Selected extract —
• • •

= Cleaved amplified polymorphic sequence =

The cleaved amplified polymorphic sequence (CAPS) method is a technique in molecular biology for the analysis of genetic markers. It is an extension to the restriction fragment length polymorphism (RFLP) method, using polymerase chain reaction (PCR) to more quickly analyse the results.

Like RFLP, CAPS works on the principle that genetic differences between individuals can create or abolish restriction endonuclease restriction sites, and that these differences can be detected in the resulting DNA fragment length after digestion.

In the CAPS method, PCR amplification is directed across the altered restriction site, and the products digested with the restriction enzyme. When fractionated by agarose or polyacrylamide gel electrophoresis, the digested PCR products will give readily distinguishable patterns of bands. Alternatively, the amplified segment can be analyzed by allele-specific oligonucleotide (ASO) probes, a process that can often be done by a simple dot blot.

• • •

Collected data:

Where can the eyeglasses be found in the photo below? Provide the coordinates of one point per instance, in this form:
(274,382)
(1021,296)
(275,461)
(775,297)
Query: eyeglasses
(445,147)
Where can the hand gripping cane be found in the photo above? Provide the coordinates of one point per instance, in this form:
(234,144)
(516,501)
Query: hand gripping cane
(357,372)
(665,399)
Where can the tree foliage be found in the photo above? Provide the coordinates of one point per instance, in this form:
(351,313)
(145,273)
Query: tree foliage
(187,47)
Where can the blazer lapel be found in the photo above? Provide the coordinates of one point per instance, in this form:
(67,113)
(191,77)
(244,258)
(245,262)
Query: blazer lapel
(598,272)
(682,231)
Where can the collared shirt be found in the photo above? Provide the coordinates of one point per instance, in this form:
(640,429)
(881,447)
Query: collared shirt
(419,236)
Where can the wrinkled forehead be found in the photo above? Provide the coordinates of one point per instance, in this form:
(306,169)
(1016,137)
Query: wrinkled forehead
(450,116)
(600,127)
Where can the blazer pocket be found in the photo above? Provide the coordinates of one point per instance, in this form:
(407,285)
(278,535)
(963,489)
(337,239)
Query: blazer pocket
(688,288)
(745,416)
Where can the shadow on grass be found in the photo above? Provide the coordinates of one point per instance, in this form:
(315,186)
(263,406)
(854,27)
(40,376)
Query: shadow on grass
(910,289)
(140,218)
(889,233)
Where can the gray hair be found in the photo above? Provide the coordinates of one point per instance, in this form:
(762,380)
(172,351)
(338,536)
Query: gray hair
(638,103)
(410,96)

• • •

What you will do —
- A) Answer these questions from the passage on the CAPS method:
(i) Which method is CAPS an extension of?
(ii) What is used to fractionate the digested PCR products?
(iii) What simple process can often be used when the amplified segment is analyzed with allele-specific oligonucleotide probes?
- B) Summarize the passage on the CAPS method in two sentences.

Written answers —
- A)
(i) The restriction fragment length polymorphism (RFLP) method.
(ii) Agarose or polyacrylamide gel electrophoresis.
(iii) A simple dot blot.

- B) The cleaved amplified polymorphic sequence (CAPS) method is a molecular biology technique for analyzing genetic markers that extends RFLP by using PCR. It relies on genetic differences that create or abolish restriction sites: PCR amplifies across the altered site, and the products are digested and separated by gel electrophoresis into distinguishable band patterns or analyzed with allele-specific oligonucleotide probes.